● Instruction 1
Answer these questions about the political definitions post:
(a) Under the definition of a Constitutional Republic, what is expressly forbidden?
(b) In the definition of Freedom, what do the two wolves find?
(c) In the rhyme in the signature, what must girls do?
● Instruction 2
Write the next part of the political definitions post, picking up after its final line.

A Democracy: Three wolves and a sheep voting on dinner.

A Republic: The flock gets to vote for which wolves vote on dinner.

A Constitutional Republic: Voting on dinner is expressly forbidden,
and the sheep are armed.

Federal Government: The means by which the sheep will be fooled into
voting for a Democracy.

Freedom: Two very hungry wolves looking for dinner and finding a very
well-informed and well-armed sheep.

___________________

Which reminds us of:

http://groups.google.com/group/rec.bicycles.racing/msg/2d1af09746189199

--
tanx,
Howard

Grandma Smith said a curious thing
Boys must whistle, girls must sing

remove YOUR SHOES to reply, ok?
 
"[email protected]" <[email protected]> wrote in
news:[email protected]:

> "Pudd'nhead Wilson" wrote:
>
>> "Democracy is two wolves and a lamb voting on what to have for lunch.

Records excerpted from a collection:
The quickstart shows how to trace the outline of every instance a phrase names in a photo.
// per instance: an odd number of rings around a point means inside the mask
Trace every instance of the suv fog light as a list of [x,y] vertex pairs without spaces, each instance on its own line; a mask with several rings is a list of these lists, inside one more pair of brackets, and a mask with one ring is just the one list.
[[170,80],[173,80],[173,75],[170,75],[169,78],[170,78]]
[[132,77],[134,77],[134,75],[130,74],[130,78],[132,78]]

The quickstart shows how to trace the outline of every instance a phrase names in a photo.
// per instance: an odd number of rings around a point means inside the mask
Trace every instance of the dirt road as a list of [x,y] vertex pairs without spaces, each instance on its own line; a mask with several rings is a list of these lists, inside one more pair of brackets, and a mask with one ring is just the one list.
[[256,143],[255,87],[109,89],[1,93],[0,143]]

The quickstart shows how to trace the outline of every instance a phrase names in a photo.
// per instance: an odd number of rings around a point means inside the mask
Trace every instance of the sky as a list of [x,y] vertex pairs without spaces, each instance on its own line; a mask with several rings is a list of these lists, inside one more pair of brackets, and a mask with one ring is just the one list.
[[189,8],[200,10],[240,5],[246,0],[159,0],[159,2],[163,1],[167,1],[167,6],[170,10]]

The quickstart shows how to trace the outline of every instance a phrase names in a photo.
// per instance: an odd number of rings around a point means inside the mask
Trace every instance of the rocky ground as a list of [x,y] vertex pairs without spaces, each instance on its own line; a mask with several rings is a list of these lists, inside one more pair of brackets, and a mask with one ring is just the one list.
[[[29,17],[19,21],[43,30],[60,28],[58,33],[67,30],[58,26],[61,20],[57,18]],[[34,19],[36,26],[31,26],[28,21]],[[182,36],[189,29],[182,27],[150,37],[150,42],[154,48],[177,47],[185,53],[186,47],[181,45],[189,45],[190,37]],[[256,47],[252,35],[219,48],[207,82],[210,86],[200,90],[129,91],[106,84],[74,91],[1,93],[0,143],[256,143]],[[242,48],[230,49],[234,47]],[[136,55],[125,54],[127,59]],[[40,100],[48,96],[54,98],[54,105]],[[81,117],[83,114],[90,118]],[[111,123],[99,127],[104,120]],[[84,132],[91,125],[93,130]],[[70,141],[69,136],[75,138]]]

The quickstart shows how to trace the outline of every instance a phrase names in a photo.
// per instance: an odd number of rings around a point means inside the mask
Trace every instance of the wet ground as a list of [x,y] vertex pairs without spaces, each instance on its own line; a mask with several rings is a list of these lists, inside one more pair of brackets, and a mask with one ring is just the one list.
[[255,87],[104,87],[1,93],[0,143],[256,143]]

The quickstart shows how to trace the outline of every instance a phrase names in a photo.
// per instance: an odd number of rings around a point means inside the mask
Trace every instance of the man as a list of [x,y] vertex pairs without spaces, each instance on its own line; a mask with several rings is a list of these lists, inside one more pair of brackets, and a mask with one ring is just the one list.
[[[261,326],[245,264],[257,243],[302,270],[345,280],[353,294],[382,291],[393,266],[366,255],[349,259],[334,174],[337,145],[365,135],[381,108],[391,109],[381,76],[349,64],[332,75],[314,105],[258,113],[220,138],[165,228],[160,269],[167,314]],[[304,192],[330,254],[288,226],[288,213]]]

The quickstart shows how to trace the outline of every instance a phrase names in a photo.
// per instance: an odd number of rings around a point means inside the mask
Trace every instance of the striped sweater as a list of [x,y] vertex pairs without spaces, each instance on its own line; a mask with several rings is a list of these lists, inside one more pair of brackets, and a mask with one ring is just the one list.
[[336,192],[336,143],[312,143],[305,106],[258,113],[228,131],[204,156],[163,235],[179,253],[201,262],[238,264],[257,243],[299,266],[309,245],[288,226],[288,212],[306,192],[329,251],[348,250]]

● Exercise response 1
(a) Voting on dinner.
(b) A very well-informed and well-armed sheep.
(c) Sing.

● Exercise response 2
>> Liberty is a well-armed lamb contesting the vote." Benjamin Franklin,
>> 1759

>
> I bet that Franklin never said this. It doesn't sound like Franklin's
> style and it doesn't have the style of an 18th century writer. (It
> also doesn't sound like what most of the Founders said about
> democracy, even the aristocrats and Federalists - they weren't
> against voting, they just wanted to limit who could vote.)
>
> Searching the internets there are a lot of instances of this quotation
> but no real attributions, or citations to what work of Franklin's this
> is in, and this page:
>
> http://answers.google.com/answers/threadview?id=389308
>
> which points out that it's not in the 1919 Bartlett's:
>
> http://www.bartleby.com/100/245.html
>
> Read a few of the actual Franklin quotations and you can
> hear why I think it doesn't sound like him.
>


Aside from the fact that in 1759 nobody was really thinking all that much
about democracy or liberty. England was getting its ass pounded in the
Seven Years War, George II was still alive, and the colonies in America
were not even remotely interested in separating from England. They
didn't even talk about revolution immediately after the war in 1765 when
the Stamp Act was passed (which, interestingly, Franklin kinda
supported).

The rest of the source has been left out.